• [EXERCISE AIM] Type the entries again, word for word.

• [INPUT DATA]
----

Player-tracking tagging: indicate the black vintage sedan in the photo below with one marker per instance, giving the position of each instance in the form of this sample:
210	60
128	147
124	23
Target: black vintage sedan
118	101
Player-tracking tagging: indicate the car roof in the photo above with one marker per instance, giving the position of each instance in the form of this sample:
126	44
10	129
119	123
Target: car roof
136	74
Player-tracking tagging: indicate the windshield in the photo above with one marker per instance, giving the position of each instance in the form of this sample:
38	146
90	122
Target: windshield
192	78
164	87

----

• [OUTPUT]
Player-tracking tagging: indicate the black vintage sedan in the photo below with one marker per instance, giving the position of each instance in the form of this sample:
210	60
128	147
124	23
Target: black vintage sedan
118	101
Player-tracking tagging: indicate the car roof in the photo above with one marker per instance, giving the position of each instance in the form of this sample:
126	44
10	129
119	123
Target: car roof
136	74
Player-tracking tagging: indicate the windshield in the photo above with one marker per instance, giving the position of each instance in the form of this sample:
38	146
90	122
Target: windshield
192	78
164	87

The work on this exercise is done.